> Tarefa
Pode reproduzir o texto sobre a escola de gastronomia entre "Morador de Caxias" e "de cozinha internacional.", inclusive, atualizando "glamour" para "charme"?

> Trecho do texto
:::

Rafael Madeira é engenheiro químico. Aos 41 anos, viu na gastronomia uma oportunidade de retornar ao mercado de trabalho depois de perder o emprego na indústria.
– Sempre gostei de cozinhar, então acho que pode ser uma chance de mudar de ramo, mas não precisa necessariamente ser em um restaurante – afirma, cogitando a possibilidade de abrir um negócio na área de eventos.
Morador de Caxias do Sul, Madeira buscou na Escola de Gastronomia UCS-Icif, em Flores da Cunha, as técnicas para se tornar um chef de cozinha, carreira que cada vez mais desperta o interesse de adeptos de forno e fogão. Parceria entre a Universidade de Caxias do Sul e o Instituto de Culinária Italiana para Estrangeiros (Icif, na sigla em inglês), a instituição é apenas uma das dezenas no Brasil que servem como porta de entrada para o mundo das panelas. Porém, há muito menos glamour na profissão do que se vê nos programas que pipocam na TV e na internet.
– Os reality shows ajudam a dar um pouco de glamour, mas não tem muito disso na realidade. Tem é muito trabalho – afirma o chef Charlie Tecchio Colonetti, coordenador do curso de chef de cozinha internacional.
Com duração de 800 horas, ao longo de seis meses, o curso é dividido em módulos semanais, pela manhã e tarde, nos quais são abordados, na teoria e na prática, temas como técnicas de corte, boas práticas, métodos de cocção, carnes, panificação, charcutaria (elaboração de embutidos) e geleias e conservas, entre outras. O programa contempla ainda quatro módulos de cozinha italiana, nos quais os alunos aprendem sobre pratos como nhoque, massas, carnes, risotos e peixes e dois sobre bebidas, incluindo enogastronomia, cervejas e destilados e suas harmonizações com alimentos.

:::

> Dados fornecidos

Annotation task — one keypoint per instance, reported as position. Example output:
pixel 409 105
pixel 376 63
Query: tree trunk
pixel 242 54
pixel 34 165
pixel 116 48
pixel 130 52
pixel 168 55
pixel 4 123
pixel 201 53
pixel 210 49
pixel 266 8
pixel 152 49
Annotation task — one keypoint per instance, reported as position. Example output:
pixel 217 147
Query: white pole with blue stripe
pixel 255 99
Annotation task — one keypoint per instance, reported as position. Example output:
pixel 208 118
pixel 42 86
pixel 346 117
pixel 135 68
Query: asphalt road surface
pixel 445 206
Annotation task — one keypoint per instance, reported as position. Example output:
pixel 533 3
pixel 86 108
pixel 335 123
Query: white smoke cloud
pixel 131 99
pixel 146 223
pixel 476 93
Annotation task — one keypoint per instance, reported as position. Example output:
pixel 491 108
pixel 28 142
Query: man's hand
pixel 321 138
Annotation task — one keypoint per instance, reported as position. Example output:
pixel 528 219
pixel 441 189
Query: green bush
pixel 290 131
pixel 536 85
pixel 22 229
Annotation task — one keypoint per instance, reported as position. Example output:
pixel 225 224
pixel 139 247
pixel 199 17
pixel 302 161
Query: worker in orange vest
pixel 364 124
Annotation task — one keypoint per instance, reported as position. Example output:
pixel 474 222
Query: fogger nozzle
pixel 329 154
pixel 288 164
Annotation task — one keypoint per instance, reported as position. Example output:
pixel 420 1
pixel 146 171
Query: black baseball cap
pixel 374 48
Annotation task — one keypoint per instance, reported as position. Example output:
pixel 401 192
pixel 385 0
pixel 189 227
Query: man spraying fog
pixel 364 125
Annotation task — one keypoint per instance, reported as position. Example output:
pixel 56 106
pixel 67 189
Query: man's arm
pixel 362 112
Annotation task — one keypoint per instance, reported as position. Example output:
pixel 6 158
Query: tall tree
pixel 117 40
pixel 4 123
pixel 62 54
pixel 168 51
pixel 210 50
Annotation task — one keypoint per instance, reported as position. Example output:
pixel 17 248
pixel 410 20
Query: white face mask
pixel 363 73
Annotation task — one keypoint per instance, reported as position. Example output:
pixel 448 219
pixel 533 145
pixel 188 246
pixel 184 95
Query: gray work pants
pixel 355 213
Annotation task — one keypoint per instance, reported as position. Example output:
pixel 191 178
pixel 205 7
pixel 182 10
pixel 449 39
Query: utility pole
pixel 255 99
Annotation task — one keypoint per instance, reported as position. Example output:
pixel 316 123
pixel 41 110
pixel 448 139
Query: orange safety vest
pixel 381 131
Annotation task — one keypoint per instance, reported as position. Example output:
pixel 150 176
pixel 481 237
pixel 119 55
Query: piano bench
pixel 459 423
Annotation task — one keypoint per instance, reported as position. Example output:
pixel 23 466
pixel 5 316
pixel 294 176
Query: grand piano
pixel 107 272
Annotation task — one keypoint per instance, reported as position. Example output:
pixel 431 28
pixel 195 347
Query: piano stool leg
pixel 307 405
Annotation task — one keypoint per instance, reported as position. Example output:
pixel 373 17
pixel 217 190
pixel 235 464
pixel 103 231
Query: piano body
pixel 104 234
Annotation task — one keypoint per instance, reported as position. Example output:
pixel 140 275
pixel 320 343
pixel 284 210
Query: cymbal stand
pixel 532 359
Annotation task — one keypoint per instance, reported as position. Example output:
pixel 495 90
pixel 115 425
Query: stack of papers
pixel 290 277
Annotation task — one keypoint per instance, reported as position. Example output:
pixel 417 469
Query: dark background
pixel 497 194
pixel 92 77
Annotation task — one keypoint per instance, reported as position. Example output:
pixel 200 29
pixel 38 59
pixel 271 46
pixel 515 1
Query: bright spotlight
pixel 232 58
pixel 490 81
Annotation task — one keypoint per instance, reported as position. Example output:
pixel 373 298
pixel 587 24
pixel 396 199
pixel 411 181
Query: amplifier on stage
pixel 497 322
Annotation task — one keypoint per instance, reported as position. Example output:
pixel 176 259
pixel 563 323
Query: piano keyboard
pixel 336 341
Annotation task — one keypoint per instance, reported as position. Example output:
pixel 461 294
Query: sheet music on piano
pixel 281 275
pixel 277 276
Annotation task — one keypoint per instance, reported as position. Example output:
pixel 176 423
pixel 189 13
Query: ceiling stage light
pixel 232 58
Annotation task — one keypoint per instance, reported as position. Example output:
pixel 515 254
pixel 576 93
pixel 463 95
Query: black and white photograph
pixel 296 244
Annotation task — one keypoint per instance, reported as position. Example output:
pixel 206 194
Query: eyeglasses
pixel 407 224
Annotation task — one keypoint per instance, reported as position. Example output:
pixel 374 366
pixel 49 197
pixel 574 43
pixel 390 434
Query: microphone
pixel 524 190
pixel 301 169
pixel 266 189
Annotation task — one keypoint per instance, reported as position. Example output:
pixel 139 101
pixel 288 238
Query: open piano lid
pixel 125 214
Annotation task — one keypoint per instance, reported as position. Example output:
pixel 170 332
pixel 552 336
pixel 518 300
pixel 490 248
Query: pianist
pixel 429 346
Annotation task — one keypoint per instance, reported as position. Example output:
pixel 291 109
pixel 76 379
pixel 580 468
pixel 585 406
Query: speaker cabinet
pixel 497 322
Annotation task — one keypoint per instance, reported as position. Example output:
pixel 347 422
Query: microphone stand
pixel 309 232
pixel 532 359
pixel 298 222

:::

> Resposta escrita
Morador de Caxias do Sul, Madeira buscou na Escola de Gastronomia UCS-Icif, em Flores da Cunha, as técnicas para se tornar um chef de cozinha, carreira que cada vez mais desperta o interesse de adeptos de forno e fogão. Parceria entre a Universidade de Caxias do Sul e o Instituto de Culinária Italiana para Estrangeiros (Icif, na sigla em inglês), a instituição é apenas uma das dezenas no Brasil que servem como porta de entrada para o mundo das panelas. Porém, há muito menos charme na profissão do que se vê nos programas que pipocam na TV e na internet.
– Os reality shows ajudam a dar um pouco de charme, mas não tem muito disso na realidade. Tem é muito trabalho – afirma o chef Charlie Tecchio Colonetti, coordenador do curso de chef de cozinha internacional.